**DIRECTION:**
The data must be written out once more, precisely as given.

**DATA FOR THIS EXERCISE:**
⟨

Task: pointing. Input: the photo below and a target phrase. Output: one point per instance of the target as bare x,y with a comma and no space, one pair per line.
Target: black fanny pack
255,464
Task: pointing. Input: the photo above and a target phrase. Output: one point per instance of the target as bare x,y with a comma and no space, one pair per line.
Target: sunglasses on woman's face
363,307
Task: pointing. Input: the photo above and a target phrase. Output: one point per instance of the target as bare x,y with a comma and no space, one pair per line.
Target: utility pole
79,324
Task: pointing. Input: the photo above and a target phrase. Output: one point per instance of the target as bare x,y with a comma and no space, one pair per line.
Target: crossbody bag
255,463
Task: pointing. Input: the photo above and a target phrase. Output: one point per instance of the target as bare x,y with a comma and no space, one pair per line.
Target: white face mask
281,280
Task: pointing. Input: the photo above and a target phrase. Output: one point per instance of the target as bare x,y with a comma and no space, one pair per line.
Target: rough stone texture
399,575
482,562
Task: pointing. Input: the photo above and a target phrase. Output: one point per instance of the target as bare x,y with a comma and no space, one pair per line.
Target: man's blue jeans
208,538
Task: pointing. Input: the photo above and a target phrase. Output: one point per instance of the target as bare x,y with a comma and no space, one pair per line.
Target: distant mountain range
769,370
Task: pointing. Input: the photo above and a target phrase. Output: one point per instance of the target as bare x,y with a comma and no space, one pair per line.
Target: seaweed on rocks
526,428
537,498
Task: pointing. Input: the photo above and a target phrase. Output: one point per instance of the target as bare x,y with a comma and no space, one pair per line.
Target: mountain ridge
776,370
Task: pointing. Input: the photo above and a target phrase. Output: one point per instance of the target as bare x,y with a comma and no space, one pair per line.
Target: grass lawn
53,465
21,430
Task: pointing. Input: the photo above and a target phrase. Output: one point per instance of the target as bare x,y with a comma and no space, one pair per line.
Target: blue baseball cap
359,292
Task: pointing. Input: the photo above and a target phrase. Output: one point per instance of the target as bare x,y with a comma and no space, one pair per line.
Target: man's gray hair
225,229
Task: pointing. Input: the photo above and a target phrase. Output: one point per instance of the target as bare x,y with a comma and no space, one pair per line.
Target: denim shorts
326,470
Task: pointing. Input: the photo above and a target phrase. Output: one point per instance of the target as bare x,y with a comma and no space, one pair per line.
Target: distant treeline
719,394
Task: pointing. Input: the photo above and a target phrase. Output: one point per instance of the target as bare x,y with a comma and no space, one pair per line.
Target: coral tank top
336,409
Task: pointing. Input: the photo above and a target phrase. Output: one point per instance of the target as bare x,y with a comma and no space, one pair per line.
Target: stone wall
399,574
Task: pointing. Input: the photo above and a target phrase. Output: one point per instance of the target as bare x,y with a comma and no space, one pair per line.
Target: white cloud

⟩

**EXERCISE RESULT:**
Task: pointing. Input: the photo below and a target phrase. Output: one point per instance of the target as bare x,y with a comma and no space, one pair per line.
Target: black fanny pack
255,464
Task: pointing. Input: the photo above and a target phrase. Output: one point per instance of the target as bare x,y with a comma and no space, one pair per line.
Target: sunglasses on woman's face
363,307
Task: pointing. Input: the photo above and a target phrase. Output: one point per instance of the target as bare x,y with a comma and no space, one pair per line.
Target: utility pole
79,324
Task: pointing. Input: the photo above and a target phrase. Output: one point per instance of the target as bare x,y with a comma and no space, one pair per line.
Target: crossbody bag
255,463
Task: pointing. Input: the photo above and a target phrase. Output: one point per instance of the target as bare x,y with a comma and no space, one pair per line.
Target: white face mask
281,280
Task: pointing. Input: the photo above and a target phrase. Output: one point per instance of the target as bare x,y with a comma and no space, one pair per line.
Target: rough stone texture
399,575
482,562
Task: pointing. Input: the photo above and a target phrase. Output: one point per instance of the target as bare x,y with a comma and no space, one pair per line.
Target: man's blue jeans
208,538
Task: pointing. Input: the photo above and a target phrase. Output: one point per instance of the target as bare x,y with a comma and no space, one pair per line.
Target: distant mountain range
769,370
Task: pointing. Input: the photo above and a target phrase. Output: one point per instance of the target as bare x,y with a comma and no space, one pair per line.
Target: seaweed on rocks
526,428
537,498
Task: pointing. Input: the photo above and a target phrase. Output: one point per instance of the target as bare x,y with a comma and no space, one pair per line.
Target: mountain ridge
776,370
Task: pointing. Input: the photo above and a target phrase. Output: one point per instance of the target as bare x,y with a comma and no space, one pair per line.
Target: grass lawn
53,465
21,430
Task: pointing. Input: the photo above and a target phrase. Output: one point per instance of the target as bare x,y with a comma and no space, one pair per line.
Target: blue baseball cap
359,292
Task: pointing. Input: the photo above and a target phrase. Output: one point per instance of the target as bare x,y with a comma and no space, one pair per line.
Target: man's gray hair
225,229
Task: pointing. Input: the photo above and a target phrase. Output: one point per instance of the target as bare x,y with a comma and no space, one pair per line.
Target: denim shorts
326,470
Task: pointing. Input: the photo above and a target phrase. Output: one point per instance of the target as bare x,y with a comma and no space, one pair per line.
Target: distant treeline
719,394
Task: pointing. Input: the photo above and a target phrase. Output: one point per instance of the target as bare x,y with a comma and no space, one pair per line.
Target: coral tank top
336,409
Task: pointing. Input: the photo above and a target phrase. Output: one point per instance of the target as bare x,y with a comma and no space, one pair per line.
Target: stone wall
399,574
Task: pointing. Input: the photo above and a target phrase. Output: one point per instance of the target as bare x,y with a comma and no space, one pair per line.
Target: white cloud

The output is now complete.